(Dataset entries)
___
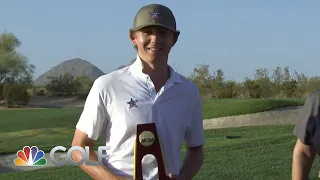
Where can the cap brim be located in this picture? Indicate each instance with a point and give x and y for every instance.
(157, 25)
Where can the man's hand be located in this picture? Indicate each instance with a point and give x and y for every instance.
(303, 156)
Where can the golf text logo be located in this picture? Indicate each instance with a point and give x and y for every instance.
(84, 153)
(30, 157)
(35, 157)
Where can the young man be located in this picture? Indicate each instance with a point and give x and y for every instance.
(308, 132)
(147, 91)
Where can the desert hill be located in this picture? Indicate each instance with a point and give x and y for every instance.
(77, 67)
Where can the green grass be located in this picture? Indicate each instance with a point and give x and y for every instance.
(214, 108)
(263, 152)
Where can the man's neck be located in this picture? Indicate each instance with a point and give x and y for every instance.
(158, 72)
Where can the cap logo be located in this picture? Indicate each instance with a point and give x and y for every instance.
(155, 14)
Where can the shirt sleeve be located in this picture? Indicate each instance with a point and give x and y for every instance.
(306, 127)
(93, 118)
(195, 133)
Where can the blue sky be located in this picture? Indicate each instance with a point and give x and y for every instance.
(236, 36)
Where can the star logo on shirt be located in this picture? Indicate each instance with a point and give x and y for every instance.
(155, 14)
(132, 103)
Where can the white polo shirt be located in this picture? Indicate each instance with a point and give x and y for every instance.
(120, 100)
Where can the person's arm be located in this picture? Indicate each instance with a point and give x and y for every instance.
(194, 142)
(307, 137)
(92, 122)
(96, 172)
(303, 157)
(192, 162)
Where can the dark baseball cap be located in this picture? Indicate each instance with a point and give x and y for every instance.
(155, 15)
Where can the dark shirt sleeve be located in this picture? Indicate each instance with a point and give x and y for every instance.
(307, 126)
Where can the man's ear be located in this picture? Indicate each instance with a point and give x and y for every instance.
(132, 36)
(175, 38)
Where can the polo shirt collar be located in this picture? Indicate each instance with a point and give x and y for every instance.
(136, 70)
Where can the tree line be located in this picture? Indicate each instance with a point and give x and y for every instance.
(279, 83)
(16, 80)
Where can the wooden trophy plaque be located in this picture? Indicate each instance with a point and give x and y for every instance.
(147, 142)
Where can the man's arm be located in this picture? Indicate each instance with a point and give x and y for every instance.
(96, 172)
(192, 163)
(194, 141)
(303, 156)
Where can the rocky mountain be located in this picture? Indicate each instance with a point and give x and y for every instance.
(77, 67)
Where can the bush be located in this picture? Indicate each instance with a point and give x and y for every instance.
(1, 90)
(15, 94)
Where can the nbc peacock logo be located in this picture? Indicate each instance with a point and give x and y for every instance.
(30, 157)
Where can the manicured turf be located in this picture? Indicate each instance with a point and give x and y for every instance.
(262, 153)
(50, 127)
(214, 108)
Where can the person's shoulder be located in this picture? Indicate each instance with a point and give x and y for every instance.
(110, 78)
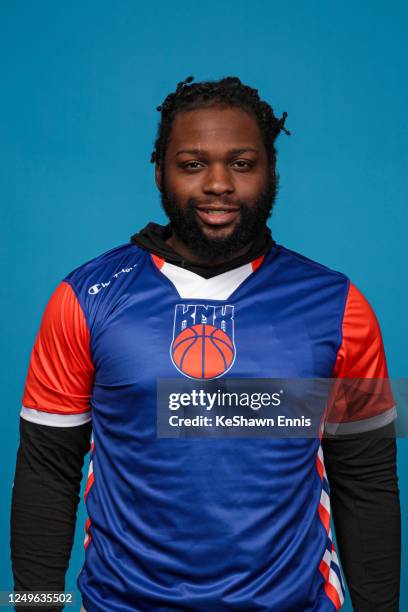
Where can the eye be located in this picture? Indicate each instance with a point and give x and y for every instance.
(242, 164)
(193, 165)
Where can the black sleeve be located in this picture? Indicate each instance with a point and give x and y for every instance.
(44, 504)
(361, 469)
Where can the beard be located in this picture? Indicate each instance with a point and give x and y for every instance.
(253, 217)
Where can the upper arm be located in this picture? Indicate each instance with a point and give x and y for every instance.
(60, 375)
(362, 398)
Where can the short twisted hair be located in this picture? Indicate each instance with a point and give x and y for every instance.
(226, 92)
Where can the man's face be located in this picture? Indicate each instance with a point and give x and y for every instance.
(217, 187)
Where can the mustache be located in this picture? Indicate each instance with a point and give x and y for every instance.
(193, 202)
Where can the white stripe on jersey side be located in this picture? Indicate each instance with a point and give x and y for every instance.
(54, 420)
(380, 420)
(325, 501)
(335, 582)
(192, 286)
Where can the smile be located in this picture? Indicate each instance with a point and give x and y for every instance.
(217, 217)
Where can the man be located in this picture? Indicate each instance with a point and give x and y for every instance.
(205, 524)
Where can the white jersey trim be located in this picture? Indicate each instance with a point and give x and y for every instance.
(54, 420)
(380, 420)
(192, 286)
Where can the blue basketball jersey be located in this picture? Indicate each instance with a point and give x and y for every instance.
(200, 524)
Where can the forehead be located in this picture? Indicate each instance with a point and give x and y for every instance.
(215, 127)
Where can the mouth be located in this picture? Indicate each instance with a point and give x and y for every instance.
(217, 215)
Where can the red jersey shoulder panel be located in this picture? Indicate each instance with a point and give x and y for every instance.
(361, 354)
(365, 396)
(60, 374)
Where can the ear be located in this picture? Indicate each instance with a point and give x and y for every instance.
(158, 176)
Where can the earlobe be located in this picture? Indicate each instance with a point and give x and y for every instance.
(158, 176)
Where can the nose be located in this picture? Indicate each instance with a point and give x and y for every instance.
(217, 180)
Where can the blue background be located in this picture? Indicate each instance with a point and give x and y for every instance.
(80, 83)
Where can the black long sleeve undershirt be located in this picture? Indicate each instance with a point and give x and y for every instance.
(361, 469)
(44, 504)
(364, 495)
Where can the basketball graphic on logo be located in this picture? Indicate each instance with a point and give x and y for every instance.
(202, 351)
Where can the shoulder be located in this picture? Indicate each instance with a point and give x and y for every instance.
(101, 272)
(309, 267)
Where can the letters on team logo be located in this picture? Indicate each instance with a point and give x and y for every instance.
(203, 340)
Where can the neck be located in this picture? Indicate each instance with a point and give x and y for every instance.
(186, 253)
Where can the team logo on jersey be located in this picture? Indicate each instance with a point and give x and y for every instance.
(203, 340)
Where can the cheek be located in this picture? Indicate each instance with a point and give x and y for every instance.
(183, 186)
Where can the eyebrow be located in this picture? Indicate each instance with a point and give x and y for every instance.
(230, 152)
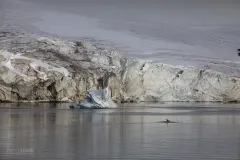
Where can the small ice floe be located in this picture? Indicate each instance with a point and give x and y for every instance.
___
Give the entries again word for word, but skip the pictures.

Where can the cap brim be located in this picture? Indicate each instance with a point and give x and y for every instance.
(157, 25)
Where can the man's hand be located in this picture? Indicate each instance with a point and give x and y for every instance.
(303, 156)
Where can the golf text logo be located in this picture? Indicate each instance with a point and give x and y for every instance.
(84, 153)
(30, 157)
(35, 157)
Where can the young man be located in this picture? Indicate each instance with a point and give x and y for every instance.
(308, 132)
(147, 91)
Where can the desert hill be located in this picture? Indicate each instance with a point and give x and y for every instance.
(77, 67)
Where can the green grass be located in this picture? Indicate each instance with a point and give x and y for every instance.
(214, 108)
(263, 152)
Where can the man's neck be located in this picture? Indicate each instance with a point and give x and y for every instance.
(158, 72)
Where can the cap logo be located in this picture? Indicate each instance with a point and give x and y for every instance.
(155, 14)
Where can the shirt sleeve be located in this picture? Indicate each instance with a point and give x and y for every instance.
(306, 127)
(93, 118)
(195, 133)
Where can the blue sky be located in this picture? Indicate each instance with a point and give x and y for every instance.
(236, 36)
Where can the star logo on shirt be located in this picture? Indicate each instance with a point and give x and y for every instance.
(155, 14)
(132, 103)
Where can the white polo shirt be located in this picture? Indicate each instance with a point and give x and y for every instance.
(120, 100)
Where can the person's arm be located in this picture? Indicate each instance with a point and give x and y for every instance.
(194, 142)
(307, 137)
(92, 122)
(96, 172)
(303, 157)
(192, 162)
Where can the dark baseball cap be located in this picture? Indicate each instance with a point and give x and y for every instance.
(155, 15)
Where can the dark shirt sleeve be located in this picture? Indicate each instance with a point and give x and y for every instance.
(307, 126)
Where can the man's ear be located in this picture? Indicate each instance with a point and give x and y for every instance.
(132, 36)
(175, 38)
Where can the polo shirt collar be located in this picture? Indicate each instance with a point and give x and y for every instance.
(136, 70)
Where can the tree line be located in this picture? Indicate each instance with a point and give x and y for every instance.
(279, 83)
(16, 80)
Where can the wooden trophy plaque be located in this picture? Indicate each instance with a point and give x and y for every instance.
(147, 142)
Where can the man's arm be located in this picture? Indicate each instance with a point and give x and y for every instance.
(96, 172)
(192, 163)
(194, 141)
(303, 156)
Where can the rocky mountain be located in this picture? Indicate each instance with a point and give x and y for every instance.
(77, 67)
Where can the bush be located in this picture? Indicate each instance with a point and give x and y for every instance.
(1, 90)
(15, 94)
Where can the nbc peacock logo be located in this picture? Indicate each instance with a point and give x and y for every instance.
(30, 157)
Where can the manicured turf be located in this picture? Indicate each instance with a point and give x and y for every instance.
(262, 153)
(50, 127)
(214, 108)
Where can the person's shoulder be located in this picture? Indicate each instance with a point and give x and y for every instance.
(110, 78)
Where can the eye be located in this picture? Indicate each instance with a point and give x and y for every instance.
(242, 164)
(193, 165)
Where can the black sleeve be located in this picture? Indicate each instance with a point and give x and y for every instance.
(44, 504)
(361, 469)
Where can the beard be located in this picture? Indicate each instance with a point and give x and y for every instance.
(253, 217)
Where can the upper arm be located in this picture? Indicate each instance with a point and give x and y for every instance.
(60, 375)
(362, 398)
Where can the short twisted hair be located in this picture? Indicate each instance with a point and give x and y for every instance.
(226, 92)
Where can the man's face be located in this picture? Indicate each instance with a point and give x and y for every instance.
(217, 187)
Where can the mustache be located in this picture? Indicate each instance with a point and give x and y for every instance.
(193, 202)
Where can the white stripe on jersey side be located in this picture? Indicate each instance with a point and give x and y for every instance.
(54, 420)
(380, 420)
(325, 501)
(335, 582)
(192, 286)
Where can the smile be located in this picture? Indicate each instance with a point and give x and y for every instance.
(217, 217)
Where can the man be located in this picture? Indicate each instance with a point and give x and y for every instance.
(205, 524)
Where can the white jersey trim be located in this picture? Indicate each instance with a point and give x and y for every instance.
(54, 420)
(380, 420)
(192, 286)
Where can the blue basketball jersey be located in this picture? Indicate each instance with a point and give x and y for every instance.
(200, 524)
Where can the forehead be located in this picture? Indicate each instance with a point and give x and y for every instance.
(215, 127)
Where can the mouth be located in this picture? Indicate each instance with a point and give x and y for every instance.
(217, 215)
Where can the red jersey shoulder panel be located in this picture? Indicate each instance with a point and give x and y for every instance.
(361, 354)
(365, 396)
(60, 374)
Where can the ear be located in this picture? Indicate each instance with a point and give x and y for every instance.
(158, 176)
Where can the earlobe be located in this picture? Indicate each instance with a point and give x and y for every instance.
(158, 176)
Where can the nose be located in this picture? Indicate each instance with a point and give x and y for every instance.
(217, 180)
Where can the blue background be located in this picture? Indicate each instance with a point and give x and y for every instance.
(80, 83)
Where can the black long sleeve undershirt be located in this picture? Indicate each instance with a point and give x and y for every instance.
(361, 469)
(44, 504)
(364, 495)
Where can the basketball graphic on logo be located in this picture? Indicate each instance with a point and give x and y for every instance.
(202, 351)
Where can the shoulder be located in this picture? Indicate each instance with a point and give x and y for every instance.
(101, 272)
(309, 267)
Where can the letters on team logo be located in this picture? Indicate each instance with a point and give x and y for every instance.
(203, 340)
Where can the neck be located in this picture? Indicate each instance with a point and give x and y for every instance.
(186, 253)
Where can the team logo on jersey be located in this picture? Indicate each instance with a point and give x and y for every instance.
(203, 340)
Where can the cheek be located in this picture? Indicate each instance with a point and give x and y for every instance.
(183, 186)
Where can the eyebrow be located in this picture? Indicate each instance with a point and give x and y for every instance.
(230, 152)
Where can the small ice floe be located in this picture? Indicate each instance with a point and give x and y for every instance.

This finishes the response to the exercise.